**What to do:** Reproduce the rows between the line holding "Find the wet" and the line holding "Return every instance of the wet hair here.", inclusive, swapping "wet hair" for "damp hair" and leaving everything else unchanged.

**Input for this task:**
────────
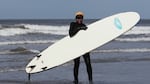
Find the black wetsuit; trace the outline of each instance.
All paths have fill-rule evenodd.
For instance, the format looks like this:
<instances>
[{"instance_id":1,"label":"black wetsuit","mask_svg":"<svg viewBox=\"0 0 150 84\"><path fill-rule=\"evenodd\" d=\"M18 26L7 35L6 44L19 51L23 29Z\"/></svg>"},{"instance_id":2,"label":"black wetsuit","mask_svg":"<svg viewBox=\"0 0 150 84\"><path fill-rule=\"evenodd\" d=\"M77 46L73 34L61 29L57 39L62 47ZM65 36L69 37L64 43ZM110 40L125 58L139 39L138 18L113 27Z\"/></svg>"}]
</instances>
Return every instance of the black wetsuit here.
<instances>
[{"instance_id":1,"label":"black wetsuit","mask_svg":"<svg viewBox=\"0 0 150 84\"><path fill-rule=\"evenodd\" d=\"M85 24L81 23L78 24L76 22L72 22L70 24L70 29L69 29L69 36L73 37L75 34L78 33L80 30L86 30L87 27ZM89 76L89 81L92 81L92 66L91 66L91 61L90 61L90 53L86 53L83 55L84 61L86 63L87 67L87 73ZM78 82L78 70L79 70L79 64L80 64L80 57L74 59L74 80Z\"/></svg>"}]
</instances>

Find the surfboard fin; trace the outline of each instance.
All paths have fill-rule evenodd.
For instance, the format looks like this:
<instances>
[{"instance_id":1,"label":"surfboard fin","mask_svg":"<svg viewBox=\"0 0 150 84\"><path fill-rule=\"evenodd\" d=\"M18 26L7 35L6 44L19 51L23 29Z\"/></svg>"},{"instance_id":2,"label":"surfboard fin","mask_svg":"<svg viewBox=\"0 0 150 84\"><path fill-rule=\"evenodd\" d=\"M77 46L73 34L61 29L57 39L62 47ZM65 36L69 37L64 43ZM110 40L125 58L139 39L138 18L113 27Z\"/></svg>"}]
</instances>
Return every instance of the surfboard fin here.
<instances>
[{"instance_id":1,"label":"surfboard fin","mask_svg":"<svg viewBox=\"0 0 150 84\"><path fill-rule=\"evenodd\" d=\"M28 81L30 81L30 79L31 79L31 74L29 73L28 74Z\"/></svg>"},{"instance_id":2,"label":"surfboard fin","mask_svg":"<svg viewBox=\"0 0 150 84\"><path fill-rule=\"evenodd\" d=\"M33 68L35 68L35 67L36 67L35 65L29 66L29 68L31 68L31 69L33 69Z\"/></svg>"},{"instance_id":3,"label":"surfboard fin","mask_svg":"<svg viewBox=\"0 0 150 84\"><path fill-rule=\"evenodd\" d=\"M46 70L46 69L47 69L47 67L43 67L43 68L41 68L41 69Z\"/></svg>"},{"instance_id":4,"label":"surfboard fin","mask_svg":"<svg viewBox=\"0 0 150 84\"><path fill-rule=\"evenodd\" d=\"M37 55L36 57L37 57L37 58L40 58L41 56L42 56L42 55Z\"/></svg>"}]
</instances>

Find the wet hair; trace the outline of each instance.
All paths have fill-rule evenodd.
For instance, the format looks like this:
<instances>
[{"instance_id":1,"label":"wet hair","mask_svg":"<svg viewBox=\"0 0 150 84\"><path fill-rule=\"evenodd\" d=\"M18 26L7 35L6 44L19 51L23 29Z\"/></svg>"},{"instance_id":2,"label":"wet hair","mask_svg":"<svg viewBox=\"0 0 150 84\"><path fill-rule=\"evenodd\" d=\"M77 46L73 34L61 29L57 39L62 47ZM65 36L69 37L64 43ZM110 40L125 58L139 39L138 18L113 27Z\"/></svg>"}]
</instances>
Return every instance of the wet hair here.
────────
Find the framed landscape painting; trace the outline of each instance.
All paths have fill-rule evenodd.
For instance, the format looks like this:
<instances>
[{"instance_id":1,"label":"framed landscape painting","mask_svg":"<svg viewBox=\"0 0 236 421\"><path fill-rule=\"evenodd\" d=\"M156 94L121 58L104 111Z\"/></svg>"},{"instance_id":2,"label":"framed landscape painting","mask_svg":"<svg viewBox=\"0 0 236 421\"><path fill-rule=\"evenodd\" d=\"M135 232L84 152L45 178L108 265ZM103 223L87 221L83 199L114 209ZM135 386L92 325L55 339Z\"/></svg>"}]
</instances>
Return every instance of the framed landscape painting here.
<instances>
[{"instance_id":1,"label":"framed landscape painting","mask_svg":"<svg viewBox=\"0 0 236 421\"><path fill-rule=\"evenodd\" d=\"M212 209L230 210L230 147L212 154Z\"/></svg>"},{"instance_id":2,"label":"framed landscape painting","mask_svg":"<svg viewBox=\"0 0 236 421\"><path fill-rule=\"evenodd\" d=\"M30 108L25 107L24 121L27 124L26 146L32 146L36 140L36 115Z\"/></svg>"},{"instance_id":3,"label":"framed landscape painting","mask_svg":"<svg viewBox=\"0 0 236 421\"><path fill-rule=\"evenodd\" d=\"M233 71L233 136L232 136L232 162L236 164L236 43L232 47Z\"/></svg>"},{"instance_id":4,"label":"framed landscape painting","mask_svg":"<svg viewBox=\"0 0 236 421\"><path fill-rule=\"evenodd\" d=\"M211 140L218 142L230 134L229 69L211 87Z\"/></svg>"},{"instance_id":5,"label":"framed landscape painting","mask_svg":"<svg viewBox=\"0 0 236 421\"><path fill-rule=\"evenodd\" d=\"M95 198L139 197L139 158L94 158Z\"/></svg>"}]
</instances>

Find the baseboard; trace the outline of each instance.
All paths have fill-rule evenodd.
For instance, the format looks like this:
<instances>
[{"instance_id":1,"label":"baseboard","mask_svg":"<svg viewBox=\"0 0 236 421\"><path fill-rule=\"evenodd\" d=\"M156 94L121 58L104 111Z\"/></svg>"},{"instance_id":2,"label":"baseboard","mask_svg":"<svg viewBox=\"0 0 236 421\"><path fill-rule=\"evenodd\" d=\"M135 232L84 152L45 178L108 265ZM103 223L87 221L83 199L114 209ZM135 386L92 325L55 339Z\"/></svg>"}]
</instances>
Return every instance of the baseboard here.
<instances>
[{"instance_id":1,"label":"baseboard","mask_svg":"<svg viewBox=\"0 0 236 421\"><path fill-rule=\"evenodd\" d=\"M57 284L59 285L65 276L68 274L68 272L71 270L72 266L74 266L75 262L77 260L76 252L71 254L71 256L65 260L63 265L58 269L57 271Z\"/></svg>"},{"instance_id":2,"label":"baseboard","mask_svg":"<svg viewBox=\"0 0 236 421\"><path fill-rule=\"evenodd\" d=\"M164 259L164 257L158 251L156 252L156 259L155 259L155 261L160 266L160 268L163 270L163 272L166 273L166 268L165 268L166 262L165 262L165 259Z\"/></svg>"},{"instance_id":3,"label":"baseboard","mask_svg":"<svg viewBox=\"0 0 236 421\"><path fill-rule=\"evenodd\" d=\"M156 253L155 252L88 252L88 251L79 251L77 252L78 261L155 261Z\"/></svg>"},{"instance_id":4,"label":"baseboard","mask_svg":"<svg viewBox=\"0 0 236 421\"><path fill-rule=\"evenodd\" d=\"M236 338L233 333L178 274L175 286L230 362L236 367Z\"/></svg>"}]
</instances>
────────
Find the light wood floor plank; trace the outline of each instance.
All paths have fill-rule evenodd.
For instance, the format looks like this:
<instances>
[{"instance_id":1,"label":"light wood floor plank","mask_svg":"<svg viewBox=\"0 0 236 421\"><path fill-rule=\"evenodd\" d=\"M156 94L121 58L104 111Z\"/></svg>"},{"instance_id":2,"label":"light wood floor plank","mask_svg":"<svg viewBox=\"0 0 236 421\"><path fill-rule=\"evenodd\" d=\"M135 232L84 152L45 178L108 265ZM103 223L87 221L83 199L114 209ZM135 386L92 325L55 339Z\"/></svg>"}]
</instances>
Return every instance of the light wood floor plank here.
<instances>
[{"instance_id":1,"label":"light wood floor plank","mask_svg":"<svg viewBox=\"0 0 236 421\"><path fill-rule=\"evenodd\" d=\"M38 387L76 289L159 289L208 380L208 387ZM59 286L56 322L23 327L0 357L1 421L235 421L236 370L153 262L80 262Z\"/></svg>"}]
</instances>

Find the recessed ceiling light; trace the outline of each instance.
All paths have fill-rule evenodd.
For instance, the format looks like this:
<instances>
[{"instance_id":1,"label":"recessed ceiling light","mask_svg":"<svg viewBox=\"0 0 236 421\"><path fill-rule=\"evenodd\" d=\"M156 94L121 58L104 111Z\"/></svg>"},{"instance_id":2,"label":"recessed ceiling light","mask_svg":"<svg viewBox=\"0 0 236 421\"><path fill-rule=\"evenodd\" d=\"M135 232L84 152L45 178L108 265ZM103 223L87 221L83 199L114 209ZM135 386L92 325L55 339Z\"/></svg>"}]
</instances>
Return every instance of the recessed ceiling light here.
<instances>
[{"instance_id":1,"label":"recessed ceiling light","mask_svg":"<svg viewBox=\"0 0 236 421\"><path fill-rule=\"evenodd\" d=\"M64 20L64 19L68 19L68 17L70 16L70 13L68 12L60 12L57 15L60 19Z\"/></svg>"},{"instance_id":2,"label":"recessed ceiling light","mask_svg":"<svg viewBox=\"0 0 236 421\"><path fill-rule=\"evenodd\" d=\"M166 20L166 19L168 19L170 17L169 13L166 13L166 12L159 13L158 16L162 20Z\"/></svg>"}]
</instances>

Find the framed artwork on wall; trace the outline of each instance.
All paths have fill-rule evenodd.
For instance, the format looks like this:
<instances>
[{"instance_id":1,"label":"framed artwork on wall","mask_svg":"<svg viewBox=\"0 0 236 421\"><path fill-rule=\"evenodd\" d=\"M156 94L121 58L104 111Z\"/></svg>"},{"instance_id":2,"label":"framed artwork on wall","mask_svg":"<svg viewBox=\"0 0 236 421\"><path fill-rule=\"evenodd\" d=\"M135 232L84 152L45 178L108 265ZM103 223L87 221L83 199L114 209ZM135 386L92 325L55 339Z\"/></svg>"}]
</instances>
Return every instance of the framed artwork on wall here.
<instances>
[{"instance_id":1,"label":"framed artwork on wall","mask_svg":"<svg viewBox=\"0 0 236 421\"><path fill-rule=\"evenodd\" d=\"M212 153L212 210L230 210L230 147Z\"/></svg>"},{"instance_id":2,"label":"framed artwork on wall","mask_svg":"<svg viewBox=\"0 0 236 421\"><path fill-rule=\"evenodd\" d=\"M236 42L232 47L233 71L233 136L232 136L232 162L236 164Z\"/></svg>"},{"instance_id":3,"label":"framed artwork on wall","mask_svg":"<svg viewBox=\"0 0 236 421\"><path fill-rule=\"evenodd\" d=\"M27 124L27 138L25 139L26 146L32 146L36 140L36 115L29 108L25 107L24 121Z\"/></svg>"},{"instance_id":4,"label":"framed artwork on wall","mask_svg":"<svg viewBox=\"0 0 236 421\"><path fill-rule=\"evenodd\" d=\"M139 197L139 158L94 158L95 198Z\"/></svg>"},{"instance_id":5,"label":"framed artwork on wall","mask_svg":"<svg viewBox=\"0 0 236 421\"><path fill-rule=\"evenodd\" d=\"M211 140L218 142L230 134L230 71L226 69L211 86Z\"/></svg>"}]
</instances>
────────
**Task result:**
Find the damp hair; trace the outline of each instance.
All paths have fill-rule evenodd.
For instance, the format looks like this:
<instances>
[{"instance_id":1,"label":"damp hair","mask_svg":"<svg viewBox=\"0 0 150 84\"><path fill-rule=\"evenodd\" d=\"M18 26L7 35L6 44L19 51L23 29Z\"/></svg>"},{"instance_id":2,"label":"damp hair","mask_svg":"<svg viewBox=\"0 0 150 84\"><path fill-rule=\"evenodd\" d=\"M77 46L73 34L61 29L57 39L62 47ZM65 36L69 37L64 43ZM110 40L125 58L139 39L138 18L113 27Z\"/></svg>"}]
</instances>
Return every instance of the damp hair here.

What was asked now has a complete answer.